* start *

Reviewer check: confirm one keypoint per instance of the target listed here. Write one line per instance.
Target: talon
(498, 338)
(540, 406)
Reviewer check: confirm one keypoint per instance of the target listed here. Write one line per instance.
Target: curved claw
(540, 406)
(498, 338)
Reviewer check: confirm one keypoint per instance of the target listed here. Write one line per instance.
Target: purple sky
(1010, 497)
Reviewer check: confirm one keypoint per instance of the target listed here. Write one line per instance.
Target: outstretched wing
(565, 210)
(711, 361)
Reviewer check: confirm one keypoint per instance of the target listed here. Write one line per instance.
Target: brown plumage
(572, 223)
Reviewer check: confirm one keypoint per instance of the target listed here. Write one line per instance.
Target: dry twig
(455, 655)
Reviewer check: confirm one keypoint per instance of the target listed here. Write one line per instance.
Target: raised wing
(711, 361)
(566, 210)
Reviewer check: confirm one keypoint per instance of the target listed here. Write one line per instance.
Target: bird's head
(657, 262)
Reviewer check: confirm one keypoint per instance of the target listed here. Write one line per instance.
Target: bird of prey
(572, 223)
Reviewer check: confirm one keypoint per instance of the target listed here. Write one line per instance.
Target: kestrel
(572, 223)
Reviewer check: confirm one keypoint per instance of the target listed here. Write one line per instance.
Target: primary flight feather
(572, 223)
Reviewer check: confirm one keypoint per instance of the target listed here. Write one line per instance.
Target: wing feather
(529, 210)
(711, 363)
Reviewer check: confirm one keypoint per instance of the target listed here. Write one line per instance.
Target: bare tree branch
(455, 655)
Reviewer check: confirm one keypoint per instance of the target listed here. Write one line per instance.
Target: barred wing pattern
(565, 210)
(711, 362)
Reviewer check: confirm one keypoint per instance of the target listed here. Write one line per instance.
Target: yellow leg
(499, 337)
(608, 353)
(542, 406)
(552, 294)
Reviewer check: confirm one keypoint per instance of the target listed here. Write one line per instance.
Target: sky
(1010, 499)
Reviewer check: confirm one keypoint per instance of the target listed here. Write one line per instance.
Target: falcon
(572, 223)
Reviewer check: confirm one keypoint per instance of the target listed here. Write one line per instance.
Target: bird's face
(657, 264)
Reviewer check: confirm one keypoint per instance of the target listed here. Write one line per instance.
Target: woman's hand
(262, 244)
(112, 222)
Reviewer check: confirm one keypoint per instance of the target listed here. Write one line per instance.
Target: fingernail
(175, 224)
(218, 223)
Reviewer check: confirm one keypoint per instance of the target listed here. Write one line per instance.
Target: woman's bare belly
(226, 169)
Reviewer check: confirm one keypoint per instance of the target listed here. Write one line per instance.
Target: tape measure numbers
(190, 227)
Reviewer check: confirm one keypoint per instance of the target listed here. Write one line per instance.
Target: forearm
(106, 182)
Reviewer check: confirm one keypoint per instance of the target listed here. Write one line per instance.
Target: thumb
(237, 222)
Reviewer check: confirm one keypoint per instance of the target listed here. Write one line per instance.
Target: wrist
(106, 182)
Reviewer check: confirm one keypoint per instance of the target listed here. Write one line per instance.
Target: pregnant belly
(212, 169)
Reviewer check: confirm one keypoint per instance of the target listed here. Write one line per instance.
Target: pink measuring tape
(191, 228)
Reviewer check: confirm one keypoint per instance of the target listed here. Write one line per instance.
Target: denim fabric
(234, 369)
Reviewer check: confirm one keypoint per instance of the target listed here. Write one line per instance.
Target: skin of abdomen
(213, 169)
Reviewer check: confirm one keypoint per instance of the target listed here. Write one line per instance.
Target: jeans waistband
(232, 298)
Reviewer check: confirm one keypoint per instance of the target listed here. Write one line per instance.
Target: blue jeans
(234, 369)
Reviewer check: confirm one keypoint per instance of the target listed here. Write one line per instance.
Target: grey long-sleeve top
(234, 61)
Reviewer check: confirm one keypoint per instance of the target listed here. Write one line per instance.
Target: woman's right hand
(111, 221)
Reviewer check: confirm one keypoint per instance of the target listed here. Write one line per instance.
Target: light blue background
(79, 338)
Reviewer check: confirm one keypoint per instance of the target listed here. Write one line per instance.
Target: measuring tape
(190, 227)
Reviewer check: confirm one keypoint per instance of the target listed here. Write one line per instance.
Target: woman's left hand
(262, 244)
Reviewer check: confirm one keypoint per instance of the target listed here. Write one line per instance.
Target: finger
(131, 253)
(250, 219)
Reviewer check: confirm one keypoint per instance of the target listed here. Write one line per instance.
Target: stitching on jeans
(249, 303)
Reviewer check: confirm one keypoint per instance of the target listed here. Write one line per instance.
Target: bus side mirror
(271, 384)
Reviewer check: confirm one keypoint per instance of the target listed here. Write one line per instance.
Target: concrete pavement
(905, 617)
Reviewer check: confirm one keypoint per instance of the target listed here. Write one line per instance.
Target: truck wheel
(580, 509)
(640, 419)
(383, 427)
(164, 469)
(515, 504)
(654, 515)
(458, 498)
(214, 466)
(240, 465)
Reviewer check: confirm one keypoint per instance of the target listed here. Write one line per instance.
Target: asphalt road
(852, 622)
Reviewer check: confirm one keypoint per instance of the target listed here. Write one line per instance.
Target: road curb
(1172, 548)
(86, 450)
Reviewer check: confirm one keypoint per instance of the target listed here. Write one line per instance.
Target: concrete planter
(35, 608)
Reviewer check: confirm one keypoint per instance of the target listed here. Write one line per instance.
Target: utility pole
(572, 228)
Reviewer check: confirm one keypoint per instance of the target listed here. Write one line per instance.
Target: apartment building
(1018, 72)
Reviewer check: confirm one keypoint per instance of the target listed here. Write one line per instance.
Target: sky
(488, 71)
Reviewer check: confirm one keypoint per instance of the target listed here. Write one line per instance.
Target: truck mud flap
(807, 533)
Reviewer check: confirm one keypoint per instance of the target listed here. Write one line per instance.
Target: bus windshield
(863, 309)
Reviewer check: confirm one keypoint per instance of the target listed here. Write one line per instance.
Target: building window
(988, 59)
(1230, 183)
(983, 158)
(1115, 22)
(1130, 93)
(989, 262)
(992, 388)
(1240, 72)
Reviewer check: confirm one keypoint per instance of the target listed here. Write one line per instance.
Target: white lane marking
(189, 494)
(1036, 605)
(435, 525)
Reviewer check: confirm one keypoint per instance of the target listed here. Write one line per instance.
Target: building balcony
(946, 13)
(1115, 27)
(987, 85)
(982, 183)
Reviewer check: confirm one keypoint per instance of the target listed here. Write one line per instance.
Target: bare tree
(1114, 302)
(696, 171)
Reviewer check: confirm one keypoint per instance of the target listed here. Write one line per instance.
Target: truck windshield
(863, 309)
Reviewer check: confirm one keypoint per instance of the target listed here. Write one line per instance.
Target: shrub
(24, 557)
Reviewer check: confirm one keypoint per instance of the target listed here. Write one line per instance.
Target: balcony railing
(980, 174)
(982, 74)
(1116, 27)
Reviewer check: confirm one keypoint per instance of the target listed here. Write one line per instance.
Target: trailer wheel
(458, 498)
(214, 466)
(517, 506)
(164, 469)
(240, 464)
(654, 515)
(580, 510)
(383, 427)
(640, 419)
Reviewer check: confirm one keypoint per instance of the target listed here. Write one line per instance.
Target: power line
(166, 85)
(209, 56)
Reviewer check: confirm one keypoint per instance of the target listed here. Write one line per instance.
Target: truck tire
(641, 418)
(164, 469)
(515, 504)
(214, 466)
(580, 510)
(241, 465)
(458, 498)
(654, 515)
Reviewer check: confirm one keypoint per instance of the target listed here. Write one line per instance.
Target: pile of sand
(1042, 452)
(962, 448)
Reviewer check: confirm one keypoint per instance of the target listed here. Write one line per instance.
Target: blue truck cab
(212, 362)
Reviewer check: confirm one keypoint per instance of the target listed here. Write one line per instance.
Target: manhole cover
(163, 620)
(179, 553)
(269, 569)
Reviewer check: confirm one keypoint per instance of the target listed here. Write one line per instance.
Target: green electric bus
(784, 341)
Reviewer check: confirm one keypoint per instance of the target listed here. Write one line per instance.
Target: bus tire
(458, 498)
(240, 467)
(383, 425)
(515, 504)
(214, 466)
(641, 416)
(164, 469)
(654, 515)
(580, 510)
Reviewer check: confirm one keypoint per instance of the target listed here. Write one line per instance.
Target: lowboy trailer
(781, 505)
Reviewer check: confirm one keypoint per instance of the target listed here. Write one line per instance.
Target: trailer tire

* end *

• [Task to carry out]: Pick out every line in the records above that contains the word "feather", and copy each one.

• [Written reply]:
Target: primary flight feather
Target: wing feather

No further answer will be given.